DIRECTIVE> Everything in the listing except the pictures should be written out exactly.

EXTRACTED RECORDS>

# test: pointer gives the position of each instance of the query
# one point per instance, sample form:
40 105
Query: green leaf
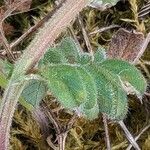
128 73
66 85
112 98
85 58
33 93
3 80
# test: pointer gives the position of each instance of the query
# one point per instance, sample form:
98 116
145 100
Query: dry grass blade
137 137
85 35
144 10
106 132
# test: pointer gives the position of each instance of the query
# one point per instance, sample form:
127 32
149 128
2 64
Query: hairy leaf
65 83
112 98
128 74
33 93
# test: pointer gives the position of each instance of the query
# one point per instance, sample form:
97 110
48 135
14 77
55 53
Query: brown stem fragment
43 39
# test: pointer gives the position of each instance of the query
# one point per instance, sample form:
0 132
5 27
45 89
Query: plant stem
43 39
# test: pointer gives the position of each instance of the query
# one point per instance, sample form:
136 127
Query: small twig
145 69
35 27
128 135
6 44
106 132
85 36
104 29
137 137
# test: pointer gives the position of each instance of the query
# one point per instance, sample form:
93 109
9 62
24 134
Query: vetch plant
79 83
87 86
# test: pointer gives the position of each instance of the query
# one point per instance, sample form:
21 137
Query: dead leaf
125 45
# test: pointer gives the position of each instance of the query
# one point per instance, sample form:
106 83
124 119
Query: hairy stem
43 39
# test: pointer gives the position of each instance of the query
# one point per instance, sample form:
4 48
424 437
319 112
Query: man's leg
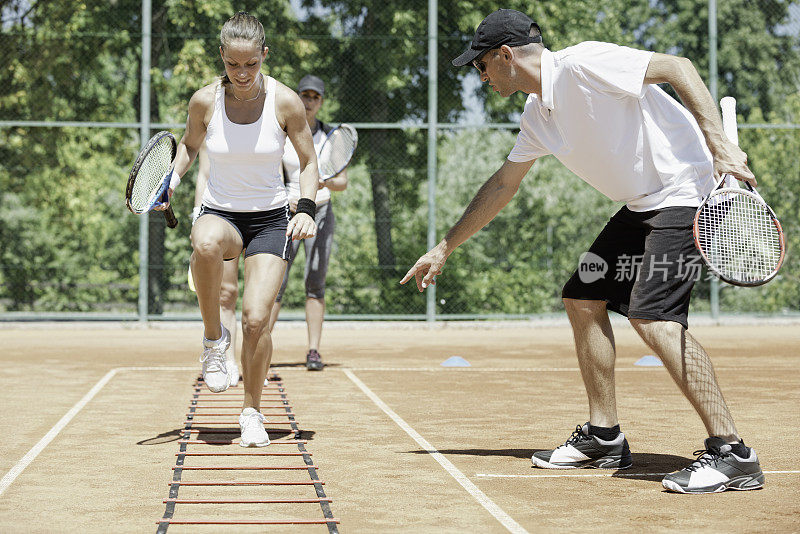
594 343
726 463
315 315
599 443
691 368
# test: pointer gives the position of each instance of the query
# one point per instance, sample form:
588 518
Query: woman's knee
584 308
207 248
255 324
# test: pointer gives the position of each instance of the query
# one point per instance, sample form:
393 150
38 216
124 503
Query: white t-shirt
291 166
629 140
245 159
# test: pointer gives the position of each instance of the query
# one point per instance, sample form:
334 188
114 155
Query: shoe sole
743 483
600 463
254 444
217 390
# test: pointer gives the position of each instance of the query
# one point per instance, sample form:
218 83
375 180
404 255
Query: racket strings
739 237
336 152
151 173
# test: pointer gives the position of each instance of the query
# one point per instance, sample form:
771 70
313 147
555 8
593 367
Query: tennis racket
736 232
337 151
150 176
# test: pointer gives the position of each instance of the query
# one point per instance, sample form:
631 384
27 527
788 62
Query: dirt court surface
109 467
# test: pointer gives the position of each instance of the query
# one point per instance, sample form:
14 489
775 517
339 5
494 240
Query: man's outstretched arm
490 199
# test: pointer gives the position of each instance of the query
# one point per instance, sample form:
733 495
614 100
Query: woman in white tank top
244 120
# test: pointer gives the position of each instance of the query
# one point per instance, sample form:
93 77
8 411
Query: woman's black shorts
643 264
262 232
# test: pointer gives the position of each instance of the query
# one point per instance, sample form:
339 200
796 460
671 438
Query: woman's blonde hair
242 26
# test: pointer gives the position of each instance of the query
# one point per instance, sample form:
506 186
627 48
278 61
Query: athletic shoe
215 372
717 468
584 450
233 373
251 423
314 361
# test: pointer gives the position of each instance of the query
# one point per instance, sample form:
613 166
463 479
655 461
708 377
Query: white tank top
245 159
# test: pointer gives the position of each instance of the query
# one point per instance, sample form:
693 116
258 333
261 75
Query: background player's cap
311 82
504 26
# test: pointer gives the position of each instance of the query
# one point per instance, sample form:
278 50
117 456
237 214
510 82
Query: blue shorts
318 254
262 232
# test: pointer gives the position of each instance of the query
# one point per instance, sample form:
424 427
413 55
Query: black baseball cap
504 26
311 82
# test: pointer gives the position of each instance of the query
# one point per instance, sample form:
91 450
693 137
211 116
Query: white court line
614 475
26 460
473 490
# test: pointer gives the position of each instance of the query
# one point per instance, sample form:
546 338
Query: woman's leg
262 278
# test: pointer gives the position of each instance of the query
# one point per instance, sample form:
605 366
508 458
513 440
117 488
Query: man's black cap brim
467 57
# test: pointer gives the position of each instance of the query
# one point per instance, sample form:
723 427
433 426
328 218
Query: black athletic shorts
643 264
262 232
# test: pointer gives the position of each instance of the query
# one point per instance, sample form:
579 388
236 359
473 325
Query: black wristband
307 206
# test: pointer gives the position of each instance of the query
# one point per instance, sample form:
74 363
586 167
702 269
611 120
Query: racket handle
728 105
169 215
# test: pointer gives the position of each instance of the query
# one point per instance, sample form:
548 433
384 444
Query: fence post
433 110
712 88
144 135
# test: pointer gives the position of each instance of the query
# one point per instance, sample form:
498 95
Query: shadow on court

ANSWER TO THE EXERCISE>
# test: pointer gives the position of each instance of the query
# one point per instance, sample form:
40 105
Query: green leaf
128 73
66 85
112 98
85 58
33 93
3 80
# test: pointer gives the position of each instance of the query
# one point per instance, sample form:
98 116
145 100
Query: dry grass blade
137 137
85 35
144 10
106 132
# test: pointer gives the position of each instance of the query
# one point per instance, sample form:
127 32
149 128
2 64
Query: hairy leaf
65 83
112 98
128 74
33 93
# test: pointer gives the position of each instance of the query
# one point per instance, sample form:
97 110
48 135
14 77
55 53
Query: brown stem fragment
43 39
# test: pointer gives the position of each instance of the query
# one point per instance, sample form:
0 132
5 27
45 89
Query: plant stem
43 39
# test: pointer gives the position of each instance of the query
# one point per instance, sample form:
136 127
Query: small twig
145 69
35 27
128 135
6 44
106 132
85 36
104 29
137 137
# test: pointer gives the position of each instance of the query
# one point per instance, sample form:
93 109
9 62
24 134
Query: vetch plant
79 83
87 86
# test: pointer gives the position of each instance of the query
# one point per instance, sample form:
21 137
Query: dead leaf
125 45
# test: pointer gives the position of each instance of the query
# one point per instance, sample form:
106 83
124 119
Query: hairy stem
43 39
# test: pointer gives the position of each instance of the query
# one point per instance, sample form:
4 48
424 437
319 112
Query: man's leg
594 343
726 463
315 315
599 443
691 368
# test: pointer gives the position of each instance of the query
# one point per instance, sample form:
588 518
Query: woman's knee
584 308
207 248
255 324
# test: pointer gives the position of each instance of the query
# one point per instance, sample form:
393 150
38 216
124 503
Query: white t-shirt
291 166
629 140
245 159
# test: pointer gives the position of each instance of the query
# one point per instance, sample form:
334 188
114 155
Query: shoe sole
743 483
600 463
254 444
217 390
# test: pointer gives the position of each instance of the query
# one point per instance, sample form:
218 83
375 180
404 255
Query: racket strings
739 237
336 152
151 173
# test: pointer gives the position of each instance of the query
# one point per instance, sample form:
771 70
313 147
555 8
593 367
Query: tennis racket
736 232
337 151
150 176
# test: pointer gives the position of each instance of the query
# one point per instance, sample form:
631 384
27 527
788 62
Query: dirt court surface
109 467
# test: pointer gives the position of each instance of the query
# one point per instance, sample form:
14 489
775 517
339 5
494 240
Query: man's outstretched arm
490 199
# test: pointer gives the position of each instance of the query
# one point per instance, sample form:
733 495
614 100
Query: woman in white tank top
244 120
# test: pointer gives the position of each instance of the query
# one point per instance, sample form:
93 77
8 411
Query: woman's black shorts
643 264
262 232
# test: pointer gives the position of each instance of the query
# one point per instance, sample form:
339 200
796 460
671 438
Query: woman's blonde hair
242 26
# test: pointer gives the position of each instance of the query
# one point per instance, sample form:
506 186
627 48
278 61
Query: athletic shoe
215 372
717 468
584 450
233 373
251 423
314 361
# test: pointer gives the position of each instance of the query
# one point per instance, sample form:
613 166
463 479
655 461
708 377
Query: white tank top
245 159
# test: pointer gives the position of each instance of the query
# one point per instance, sample form:
693 116
258 333
261 75
Query: background player's cap
311 82
504 26
# test: pointer gives the position of each instance of the query
# one point per instance, sample form:
278 50
117 456
237 214
510 82
Query: blue shorts
318 254
262 232
# test: pointer gives the position of each instance of the query
# one point per instance, sample form:
424 427
413 55
Query: black baseball cap
504 26
311 82
# test: pointer gives the position of each instance of the query
# one point per instance, sample form:
91 450
693 137
211 116
Query: white court line
614 475
26 460
473 490
# test: pointer gives the position of each instance of the query
# one point per instance, sample form:
546 338
Query: woman's leg
262 278
# test: pointer gives the position of each instance of the query
# one point per instance, sample form:
605 366
508 458
513 440
117 488
Query: man's black cap brim
467 57
# test: pointer gives the position of each instance of the query
# one point per instance, sample form:
723 427
433 426
328 218
Query: black athletic shorts
643 264
262 232
# test: pointer gives the position of each instance of the query
# one point per instance, sample form:
579 388
236 359
473 325
Query: black wristband
307 206
# test: pointer gives the position of each instance of the query
# one point per instance, sample form:
74 363
586 167
702 269
611 120
Query: racket handle
728 105
169 215
# test: pointer gives the position of each instance of the query
# one point per instance, sample form:
548 433
384 444
Query: fence post
433 110
712 88
144 135
# test: pointer gives the position of each instance of the query
# one point per instance, sample form:
498 95
Query: shadow on court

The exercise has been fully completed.